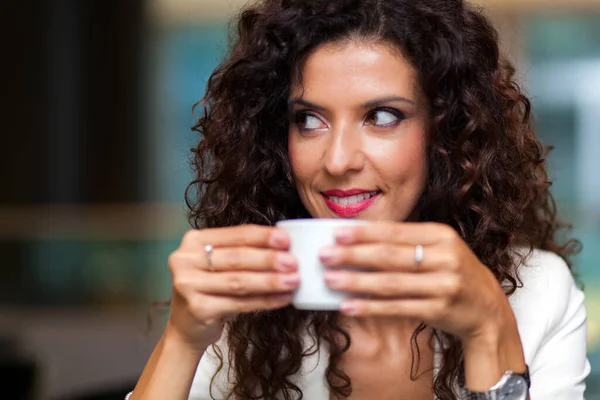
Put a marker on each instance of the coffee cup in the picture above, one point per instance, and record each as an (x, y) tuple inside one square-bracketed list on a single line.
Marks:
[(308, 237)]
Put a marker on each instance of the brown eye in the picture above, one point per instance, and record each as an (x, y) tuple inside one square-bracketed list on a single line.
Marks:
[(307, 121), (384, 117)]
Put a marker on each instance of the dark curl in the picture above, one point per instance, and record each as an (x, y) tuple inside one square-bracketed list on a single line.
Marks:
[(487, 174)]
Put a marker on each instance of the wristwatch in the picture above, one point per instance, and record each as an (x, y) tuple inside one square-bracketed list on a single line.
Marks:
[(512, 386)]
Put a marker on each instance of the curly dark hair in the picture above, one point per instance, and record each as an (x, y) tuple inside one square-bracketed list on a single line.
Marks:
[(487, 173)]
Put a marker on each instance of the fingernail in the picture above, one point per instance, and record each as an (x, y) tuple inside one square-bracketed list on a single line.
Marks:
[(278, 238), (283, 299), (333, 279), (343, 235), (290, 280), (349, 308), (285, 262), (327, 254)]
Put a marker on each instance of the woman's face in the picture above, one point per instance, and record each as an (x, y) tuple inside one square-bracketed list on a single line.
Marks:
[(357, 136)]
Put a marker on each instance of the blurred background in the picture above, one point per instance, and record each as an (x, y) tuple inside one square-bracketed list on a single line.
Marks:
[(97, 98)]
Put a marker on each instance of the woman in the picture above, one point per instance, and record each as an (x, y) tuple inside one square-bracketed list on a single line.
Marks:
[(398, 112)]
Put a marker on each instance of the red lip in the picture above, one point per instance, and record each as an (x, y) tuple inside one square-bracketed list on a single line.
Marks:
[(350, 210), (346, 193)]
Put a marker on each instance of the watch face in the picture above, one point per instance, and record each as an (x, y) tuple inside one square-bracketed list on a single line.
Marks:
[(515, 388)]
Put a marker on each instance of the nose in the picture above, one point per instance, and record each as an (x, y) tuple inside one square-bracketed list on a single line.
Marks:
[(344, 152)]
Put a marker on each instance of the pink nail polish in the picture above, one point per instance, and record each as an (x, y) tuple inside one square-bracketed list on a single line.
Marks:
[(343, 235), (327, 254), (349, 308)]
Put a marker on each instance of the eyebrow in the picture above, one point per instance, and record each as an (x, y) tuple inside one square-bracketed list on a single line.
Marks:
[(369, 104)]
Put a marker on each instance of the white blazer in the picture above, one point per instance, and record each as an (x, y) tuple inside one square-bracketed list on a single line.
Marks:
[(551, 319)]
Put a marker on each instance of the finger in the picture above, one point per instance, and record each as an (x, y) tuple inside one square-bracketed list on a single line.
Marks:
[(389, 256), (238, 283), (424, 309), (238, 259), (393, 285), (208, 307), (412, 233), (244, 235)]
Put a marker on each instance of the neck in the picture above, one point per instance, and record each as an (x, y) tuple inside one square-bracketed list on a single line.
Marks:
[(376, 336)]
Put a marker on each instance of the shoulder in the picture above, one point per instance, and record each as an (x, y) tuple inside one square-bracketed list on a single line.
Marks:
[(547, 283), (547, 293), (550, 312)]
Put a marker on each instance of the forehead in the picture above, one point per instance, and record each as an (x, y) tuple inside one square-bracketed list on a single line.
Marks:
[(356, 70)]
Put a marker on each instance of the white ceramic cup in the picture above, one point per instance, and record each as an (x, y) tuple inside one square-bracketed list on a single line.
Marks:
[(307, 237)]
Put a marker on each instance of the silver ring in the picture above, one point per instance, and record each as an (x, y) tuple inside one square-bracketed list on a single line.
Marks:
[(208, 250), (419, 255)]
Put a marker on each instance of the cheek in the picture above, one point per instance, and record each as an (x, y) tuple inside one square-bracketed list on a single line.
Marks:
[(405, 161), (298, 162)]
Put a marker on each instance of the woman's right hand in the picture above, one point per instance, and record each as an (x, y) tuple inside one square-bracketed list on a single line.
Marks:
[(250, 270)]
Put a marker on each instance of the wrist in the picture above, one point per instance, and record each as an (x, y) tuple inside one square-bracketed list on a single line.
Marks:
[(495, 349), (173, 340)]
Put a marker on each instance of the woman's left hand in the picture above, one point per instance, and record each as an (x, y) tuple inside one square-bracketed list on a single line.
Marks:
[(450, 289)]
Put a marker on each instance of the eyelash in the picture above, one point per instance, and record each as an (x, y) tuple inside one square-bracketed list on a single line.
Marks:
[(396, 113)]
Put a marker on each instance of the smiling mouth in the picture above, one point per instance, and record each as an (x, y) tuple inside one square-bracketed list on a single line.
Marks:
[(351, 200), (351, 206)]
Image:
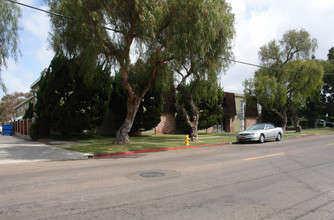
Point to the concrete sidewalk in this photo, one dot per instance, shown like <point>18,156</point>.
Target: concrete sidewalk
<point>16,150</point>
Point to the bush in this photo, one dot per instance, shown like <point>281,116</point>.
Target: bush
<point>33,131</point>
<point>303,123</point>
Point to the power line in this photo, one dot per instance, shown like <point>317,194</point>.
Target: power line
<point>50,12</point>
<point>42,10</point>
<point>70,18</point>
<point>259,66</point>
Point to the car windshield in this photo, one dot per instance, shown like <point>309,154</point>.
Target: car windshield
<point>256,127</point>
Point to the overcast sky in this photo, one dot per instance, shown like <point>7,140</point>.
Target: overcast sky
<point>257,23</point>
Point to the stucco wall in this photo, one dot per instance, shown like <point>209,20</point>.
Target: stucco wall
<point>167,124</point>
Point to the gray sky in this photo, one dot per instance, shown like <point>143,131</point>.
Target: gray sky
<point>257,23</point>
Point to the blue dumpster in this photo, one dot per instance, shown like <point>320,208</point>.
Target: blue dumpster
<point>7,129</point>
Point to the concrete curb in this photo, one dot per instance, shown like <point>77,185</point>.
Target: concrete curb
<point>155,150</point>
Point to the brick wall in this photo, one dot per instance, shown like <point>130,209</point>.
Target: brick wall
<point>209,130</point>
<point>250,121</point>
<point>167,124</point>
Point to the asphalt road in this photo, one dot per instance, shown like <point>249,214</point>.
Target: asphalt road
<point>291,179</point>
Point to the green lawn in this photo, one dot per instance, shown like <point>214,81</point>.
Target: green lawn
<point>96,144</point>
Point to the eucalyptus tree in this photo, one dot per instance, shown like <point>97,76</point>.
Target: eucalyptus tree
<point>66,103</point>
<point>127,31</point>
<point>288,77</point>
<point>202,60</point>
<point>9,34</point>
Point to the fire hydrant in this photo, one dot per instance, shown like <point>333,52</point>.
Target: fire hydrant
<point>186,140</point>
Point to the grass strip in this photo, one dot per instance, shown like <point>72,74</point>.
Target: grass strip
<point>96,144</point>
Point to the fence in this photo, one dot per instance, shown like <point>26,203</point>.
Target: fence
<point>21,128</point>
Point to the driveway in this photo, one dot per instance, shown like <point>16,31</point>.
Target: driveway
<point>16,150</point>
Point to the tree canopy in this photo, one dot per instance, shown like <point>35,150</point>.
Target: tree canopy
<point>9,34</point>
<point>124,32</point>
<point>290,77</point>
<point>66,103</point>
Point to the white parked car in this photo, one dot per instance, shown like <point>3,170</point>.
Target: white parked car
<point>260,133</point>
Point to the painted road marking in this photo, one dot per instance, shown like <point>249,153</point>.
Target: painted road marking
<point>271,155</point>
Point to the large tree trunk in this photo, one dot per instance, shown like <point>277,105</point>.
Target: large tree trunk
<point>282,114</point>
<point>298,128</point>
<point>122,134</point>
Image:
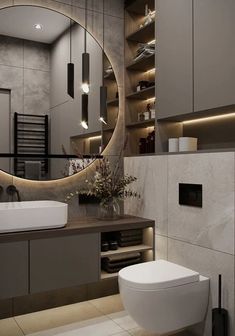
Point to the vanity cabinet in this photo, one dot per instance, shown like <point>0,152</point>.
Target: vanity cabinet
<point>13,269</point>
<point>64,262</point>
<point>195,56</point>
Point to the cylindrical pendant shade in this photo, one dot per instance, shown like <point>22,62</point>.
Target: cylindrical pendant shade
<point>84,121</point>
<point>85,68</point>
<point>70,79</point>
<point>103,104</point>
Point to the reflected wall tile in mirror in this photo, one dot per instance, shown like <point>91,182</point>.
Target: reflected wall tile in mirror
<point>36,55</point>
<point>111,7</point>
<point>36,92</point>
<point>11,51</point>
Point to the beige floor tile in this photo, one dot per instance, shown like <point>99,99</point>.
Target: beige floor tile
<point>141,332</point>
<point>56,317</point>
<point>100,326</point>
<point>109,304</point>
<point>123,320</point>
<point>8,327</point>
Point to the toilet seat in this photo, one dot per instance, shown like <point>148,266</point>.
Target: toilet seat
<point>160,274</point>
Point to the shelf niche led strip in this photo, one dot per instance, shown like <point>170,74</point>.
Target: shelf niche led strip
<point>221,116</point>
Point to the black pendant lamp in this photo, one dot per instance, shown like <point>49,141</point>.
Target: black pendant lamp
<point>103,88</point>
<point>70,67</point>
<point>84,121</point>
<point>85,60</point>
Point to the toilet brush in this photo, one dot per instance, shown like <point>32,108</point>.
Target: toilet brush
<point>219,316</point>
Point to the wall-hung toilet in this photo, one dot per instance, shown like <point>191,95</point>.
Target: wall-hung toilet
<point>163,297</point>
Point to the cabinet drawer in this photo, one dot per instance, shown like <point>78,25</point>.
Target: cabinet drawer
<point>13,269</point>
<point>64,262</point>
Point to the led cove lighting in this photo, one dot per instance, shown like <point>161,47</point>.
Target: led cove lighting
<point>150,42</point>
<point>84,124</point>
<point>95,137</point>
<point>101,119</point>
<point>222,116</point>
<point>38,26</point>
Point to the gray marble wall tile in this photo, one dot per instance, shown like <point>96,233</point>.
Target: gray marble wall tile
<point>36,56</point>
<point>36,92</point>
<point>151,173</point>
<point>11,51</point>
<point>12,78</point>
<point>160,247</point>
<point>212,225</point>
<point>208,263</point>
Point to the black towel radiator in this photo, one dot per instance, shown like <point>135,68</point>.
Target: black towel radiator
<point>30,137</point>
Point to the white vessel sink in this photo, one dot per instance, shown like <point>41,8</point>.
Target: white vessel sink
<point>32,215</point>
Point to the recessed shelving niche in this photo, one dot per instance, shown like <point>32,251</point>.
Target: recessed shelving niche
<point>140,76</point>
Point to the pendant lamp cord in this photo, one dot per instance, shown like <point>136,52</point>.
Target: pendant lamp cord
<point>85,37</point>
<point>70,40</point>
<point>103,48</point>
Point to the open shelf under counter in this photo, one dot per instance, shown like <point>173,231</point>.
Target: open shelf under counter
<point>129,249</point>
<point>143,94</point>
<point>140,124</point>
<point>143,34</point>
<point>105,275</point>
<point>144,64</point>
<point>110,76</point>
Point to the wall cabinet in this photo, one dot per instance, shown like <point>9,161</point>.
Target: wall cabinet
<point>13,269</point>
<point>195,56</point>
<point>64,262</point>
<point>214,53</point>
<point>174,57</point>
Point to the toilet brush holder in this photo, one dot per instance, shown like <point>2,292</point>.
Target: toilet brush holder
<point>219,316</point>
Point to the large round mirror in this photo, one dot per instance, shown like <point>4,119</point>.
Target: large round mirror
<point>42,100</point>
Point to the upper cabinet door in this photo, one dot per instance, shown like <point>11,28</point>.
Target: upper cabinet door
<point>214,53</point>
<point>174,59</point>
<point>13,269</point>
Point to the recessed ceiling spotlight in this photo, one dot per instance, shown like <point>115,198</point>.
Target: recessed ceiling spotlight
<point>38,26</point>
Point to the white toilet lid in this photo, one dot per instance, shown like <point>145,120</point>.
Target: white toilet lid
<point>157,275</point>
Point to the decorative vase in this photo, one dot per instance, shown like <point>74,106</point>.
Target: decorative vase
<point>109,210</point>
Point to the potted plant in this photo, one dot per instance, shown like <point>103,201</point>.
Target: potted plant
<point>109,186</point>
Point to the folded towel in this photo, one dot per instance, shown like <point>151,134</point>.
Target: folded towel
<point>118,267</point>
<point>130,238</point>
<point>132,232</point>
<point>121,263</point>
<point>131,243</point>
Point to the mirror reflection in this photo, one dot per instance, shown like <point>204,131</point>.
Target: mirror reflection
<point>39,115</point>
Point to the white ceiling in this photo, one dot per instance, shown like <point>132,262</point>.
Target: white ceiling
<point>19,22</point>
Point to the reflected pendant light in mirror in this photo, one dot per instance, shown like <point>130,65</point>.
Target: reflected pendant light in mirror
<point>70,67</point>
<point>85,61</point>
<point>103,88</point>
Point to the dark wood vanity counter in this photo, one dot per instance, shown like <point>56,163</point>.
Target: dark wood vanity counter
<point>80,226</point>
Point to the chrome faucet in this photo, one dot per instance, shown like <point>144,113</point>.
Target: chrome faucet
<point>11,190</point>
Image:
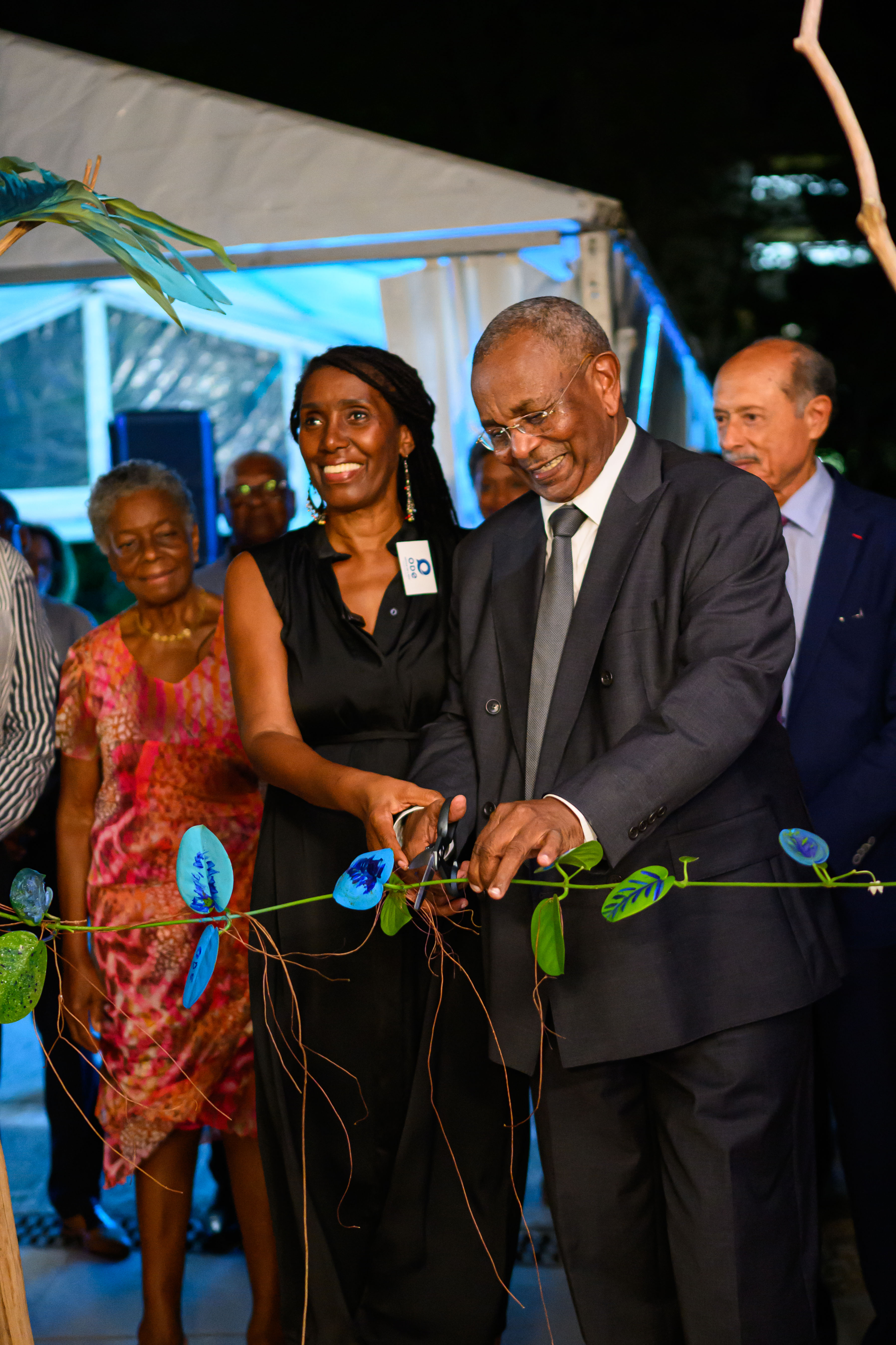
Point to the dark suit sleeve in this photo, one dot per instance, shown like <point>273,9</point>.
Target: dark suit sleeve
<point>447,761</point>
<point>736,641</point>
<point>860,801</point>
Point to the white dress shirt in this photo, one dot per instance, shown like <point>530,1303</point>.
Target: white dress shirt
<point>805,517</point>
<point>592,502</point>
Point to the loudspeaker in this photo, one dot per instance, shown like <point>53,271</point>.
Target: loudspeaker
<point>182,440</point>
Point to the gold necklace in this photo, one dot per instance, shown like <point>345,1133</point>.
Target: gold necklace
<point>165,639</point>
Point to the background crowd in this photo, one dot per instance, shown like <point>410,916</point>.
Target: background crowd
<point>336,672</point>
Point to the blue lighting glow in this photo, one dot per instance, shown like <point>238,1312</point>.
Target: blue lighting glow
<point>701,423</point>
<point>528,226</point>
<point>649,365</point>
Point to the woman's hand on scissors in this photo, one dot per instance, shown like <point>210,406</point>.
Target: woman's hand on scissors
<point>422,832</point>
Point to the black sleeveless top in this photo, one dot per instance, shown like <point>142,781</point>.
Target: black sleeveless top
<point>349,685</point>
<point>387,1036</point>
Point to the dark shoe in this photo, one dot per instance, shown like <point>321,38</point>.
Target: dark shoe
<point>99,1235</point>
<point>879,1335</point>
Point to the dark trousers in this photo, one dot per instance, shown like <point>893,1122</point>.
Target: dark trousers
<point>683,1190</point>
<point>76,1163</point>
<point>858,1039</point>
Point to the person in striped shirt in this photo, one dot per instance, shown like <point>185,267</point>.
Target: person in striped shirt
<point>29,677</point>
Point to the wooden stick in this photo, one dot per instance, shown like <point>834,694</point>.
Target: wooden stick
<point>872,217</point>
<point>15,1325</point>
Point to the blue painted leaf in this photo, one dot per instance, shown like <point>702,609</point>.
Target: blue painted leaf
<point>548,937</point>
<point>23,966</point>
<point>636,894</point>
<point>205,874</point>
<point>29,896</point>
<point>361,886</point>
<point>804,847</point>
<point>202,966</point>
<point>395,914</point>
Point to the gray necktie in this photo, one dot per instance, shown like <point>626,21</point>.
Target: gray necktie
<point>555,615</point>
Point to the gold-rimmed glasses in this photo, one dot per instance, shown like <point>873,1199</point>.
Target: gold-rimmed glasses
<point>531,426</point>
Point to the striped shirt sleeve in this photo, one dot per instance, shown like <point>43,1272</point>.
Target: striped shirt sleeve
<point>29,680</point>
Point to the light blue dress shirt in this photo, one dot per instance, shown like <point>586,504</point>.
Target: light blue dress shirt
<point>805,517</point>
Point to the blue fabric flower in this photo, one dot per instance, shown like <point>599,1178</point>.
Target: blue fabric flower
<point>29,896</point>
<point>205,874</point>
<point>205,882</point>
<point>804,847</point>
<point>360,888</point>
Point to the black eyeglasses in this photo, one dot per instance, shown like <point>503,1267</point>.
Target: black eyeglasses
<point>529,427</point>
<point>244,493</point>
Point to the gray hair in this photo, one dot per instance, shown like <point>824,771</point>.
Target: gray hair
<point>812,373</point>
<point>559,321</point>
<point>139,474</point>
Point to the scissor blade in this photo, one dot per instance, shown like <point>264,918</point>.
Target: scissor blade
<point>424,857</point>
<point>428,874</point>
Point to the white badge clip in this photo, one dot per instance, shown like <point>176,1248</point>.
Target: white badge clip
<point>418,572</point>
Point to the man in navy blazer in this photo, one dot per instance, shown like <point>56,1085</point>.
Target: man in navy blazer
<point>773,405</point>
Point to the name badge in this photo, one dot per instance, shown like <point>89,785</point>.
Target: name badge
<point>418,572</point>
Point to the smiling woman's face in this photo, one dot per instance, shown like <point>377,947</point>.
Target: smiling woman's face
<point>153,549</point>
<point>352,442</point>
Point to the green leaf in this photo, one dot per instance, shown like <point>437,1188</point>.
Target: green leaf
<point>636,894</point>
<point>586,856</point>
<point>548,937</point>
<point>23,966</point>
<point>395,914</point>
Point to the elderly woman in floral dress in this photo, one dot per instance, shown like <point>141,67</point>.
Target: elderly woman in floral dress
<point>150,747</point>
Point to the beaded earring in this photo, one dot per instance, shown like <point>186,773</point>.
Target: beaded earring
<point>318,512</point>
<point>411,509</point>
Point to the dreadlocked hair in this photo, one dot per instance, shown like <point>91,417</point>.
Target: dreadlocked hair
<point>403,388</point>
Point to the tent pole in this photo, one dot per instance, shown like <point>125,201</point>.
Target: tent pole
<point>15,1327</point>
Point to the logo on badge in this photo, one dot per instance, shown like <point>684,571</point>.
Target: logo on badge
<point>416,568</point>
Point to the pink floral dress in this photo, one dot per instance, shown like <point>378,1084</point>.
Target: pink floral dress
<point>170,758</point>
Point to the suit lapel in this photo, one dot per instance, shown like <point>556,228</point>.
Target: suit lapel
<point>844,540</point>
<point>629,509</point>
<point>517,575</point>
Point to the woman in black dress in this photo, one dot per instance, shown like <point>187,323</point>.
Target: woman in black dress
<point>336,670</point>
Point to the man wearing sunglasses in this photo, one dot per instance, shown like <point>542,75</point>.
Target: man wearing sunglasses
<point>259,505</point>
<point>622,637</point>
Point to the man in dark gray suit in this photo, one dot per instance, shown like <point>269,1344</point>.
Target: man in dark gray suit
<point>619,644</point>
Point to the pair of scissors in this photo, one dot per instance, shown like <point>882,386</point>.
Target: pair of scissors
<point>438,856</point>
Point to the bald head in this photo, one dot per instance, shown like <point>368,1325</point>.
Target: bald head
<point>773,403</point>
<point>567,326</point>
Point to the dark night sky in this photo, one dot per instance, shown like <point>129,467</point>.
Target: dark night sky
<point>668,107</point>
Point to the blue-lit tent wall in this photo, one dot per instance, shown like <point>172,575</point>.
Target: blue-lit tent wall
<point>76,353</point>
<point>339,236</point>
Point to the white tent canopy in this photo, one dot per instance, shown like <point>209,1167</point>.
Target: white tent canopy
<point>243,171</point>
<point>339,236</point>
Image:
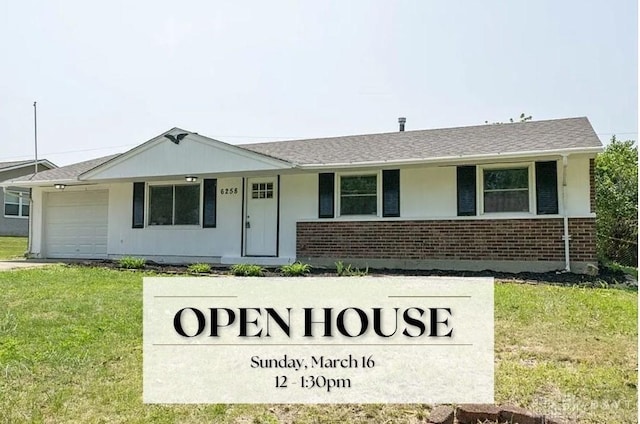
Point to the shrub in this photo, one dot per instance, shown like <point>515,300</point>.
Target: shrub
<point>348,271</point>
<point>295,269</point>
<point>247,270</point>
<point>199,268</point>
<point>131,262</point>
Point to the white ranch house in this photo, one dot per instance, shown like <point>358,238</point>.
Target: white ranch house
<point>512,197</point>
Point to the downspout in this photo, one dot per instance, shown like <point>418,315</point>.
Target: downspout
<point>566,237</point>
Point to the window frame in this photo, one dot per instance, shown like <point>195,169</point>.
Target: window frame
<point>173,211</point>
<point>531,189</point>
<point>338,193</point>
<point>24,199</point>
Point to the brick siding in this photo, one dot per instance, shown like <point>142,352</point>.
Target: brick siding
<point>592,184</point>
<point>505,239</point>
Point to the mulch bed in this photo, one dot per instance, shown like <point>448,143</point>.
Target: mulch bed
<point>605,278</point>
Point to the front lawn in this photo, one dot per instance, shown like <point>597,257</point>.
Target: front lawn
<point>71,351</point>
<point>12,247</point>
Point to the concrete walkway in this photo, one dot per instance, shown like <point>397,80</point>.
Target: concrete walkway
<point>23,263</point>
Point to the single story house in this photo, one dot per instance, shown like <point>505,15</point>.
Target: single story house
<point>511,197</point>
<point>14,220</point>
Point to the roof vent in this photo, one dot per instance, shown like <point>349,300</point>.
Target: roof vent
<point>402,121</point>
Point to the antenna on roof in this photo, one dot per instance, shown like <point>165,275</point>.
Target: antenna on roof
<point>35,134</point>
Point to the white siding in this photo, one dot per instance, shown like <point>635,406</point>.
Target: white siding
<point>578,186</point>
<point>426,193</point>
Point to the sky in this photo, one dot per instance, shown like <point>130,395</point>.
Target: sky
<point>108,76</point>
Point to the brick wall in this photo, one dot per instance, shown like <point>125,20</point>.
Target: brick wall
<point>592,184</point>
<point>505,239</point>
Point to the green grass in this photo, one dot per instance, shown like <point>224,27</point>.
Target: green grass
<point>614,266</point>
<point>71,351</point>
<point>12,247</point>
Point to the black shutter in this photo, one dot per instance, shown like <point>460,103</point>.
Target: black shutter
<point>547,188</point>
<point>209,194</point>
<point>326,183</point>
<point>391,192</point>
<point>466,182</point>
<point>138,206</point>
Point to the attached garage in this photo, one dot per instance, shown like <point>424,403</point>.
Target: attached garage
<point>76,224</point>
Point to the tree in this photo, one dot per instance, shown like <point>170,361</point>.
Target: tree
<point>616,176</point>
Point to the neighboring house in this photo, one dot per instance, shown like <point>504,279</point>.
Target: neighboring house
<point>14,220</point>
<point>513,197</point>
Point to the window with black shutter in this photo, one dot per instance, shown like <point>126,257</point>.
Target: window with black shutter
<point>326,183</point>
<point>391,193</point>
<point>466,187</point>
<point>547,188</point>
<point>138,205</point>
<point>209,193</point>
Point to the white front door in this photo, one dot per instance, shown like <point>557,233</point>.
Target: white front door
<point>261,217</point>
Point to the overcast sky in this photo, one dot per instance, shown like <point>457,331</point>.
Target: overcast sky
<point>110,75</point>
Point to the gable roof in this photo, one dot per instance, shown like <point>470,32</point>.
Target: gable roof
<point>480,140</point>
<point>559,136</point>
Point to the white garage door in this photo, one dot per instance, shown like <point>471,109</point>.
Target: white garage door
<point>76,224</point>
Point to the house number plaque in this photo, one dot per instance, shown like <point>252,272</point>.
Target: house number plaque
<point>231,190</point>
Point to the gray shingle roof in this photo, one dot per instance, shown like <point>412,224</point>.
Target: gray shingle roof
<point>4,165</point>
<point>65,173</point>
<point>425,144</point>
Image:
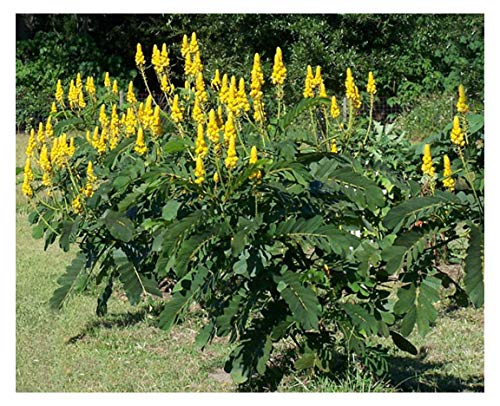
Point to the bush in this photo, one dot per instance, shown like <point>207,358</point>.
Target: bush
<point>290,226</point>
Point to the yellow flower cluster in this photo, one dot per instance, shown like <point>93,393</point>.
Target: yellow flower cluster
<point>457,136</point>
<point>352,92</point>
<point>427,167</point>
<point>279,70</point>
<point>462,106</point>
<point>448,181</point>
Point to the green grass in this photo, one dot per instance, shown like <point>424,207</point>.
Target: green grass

===============

SET EXERCISE ▸
Switch "Marks" to "Points" in the lines running from the start of the records through the line containing "[(307, 121), (384, 117)]", leaving everything else unchanged. Return only those lines, with the pictures left out.

RESULT OF THE EXERCISE ▸
Put a marker on each instance of the coffee cup in the picture above, one point per instance, and record each as an (x, y) tuple inside one square-bracketed list on a single line.
Points:
[(308, 237)]
Put a marker on each instance of the brown eye in the picture above, one point per instance, and record each as an (x, y) tuple inside one square-bracketed list on a single line.
Points:
[(307, 121), (384, 117)]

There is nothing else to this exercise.